───── Record extracts

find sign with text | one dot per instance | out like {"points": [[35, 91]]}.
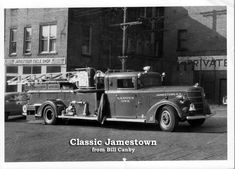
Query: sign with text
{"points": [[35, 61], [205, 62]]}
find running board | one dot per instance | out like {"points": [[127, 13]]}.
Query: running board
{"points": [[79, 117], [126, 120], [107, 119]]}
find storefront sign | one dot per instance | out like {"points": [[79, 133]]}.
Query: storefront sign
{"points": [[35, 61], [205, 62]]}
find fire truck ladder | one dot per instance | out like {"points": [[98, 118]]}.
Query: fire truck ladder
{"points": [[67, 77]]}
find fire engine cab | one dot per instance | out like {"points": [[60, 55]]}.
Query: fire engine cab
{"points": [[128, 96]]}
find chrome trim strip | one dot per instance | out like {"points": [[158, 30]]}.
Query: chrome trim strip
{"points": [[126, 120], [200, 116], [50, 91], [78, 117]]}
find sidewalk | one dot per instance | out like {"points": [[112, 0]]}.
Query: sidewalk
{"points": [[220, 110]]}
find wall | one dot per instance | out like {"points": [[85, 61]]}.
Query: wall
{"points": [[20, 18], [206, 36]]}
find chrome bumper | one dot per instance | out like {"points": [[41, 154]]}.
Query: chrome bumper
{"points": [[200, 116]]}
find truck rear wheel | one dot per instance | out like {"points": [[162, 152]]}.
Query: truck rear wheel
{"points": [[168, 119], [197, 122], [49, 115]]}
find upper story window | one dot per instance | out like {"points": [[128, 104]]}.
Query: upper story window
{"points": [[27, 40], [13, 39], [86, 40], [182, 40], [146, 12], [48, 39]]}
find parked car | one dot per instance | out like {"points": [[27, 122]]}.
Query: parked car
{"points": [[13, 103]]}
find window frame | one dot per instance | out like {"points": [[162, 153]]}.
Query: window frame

──────────

Rescale the point coordinates in the answers by 0.6, rounding to whole numbers with halves rounded up, and reproduce every line from the line with "find parked car" through the end of the listing, requests included, with request text and format samples unchanged. Return only those lines.

find parked car | one dot per instance | out like {"points": [[27, 122]]}.
Query: parked car
{"points": [[8, 62]]}
find window frame | one dot per instance | out like {"points": [[162, 153]]}.
Query: window frame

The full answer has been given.